## Your goal
Quote the lines from the line holding "tag the dry golden grass" to the very end of the listing, exactly, and no others.

## Material provided
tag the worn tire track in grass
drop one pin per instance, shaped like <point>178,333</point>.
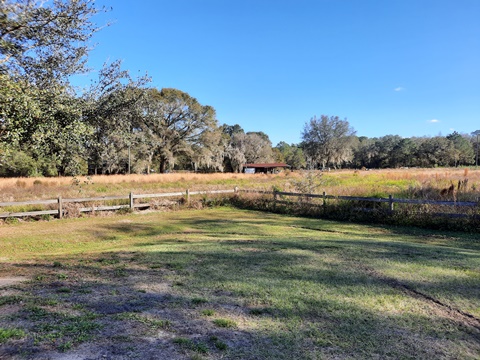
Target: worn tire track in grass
<point>438,306</point>
<point>457,315</point>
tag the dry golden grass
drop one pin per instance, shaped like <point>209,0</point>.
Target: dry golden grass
<point>19,189</point>
<point>406,183</point>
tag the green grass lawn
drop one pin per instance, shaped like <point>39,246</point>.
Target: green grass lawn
<point>227,283</point>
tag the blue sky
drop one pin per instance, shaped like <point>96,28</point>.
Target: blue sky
<point>404,67</point>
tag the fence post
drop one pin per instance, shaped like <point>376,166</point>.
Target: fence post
<point>324,205</point>
<point>131,200</point>
<point>60,207</point>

## Answer to this task
tag the dry golden grass
drop one pin per instance, shaped like <point>209,0</point>.
Target: dry golden grass
<point>19,189</point>
<point>406,183</point>
tag the green grass lawn
drop one pin per instance, shaped like <point>39,246</point>.
Target: green grass lawn
<point>227,283</point>
tag the blue sky
drop one pin per instance, shaped like <point>96,28</point>.
Target: blue sky
<point>404,67</point>
tag the fence post
drop one pin per instance, shaped like <point>376,166</point>.
Target: fence post
<point>324,205</point>
<point>131,200</point>
<point>60,207</point>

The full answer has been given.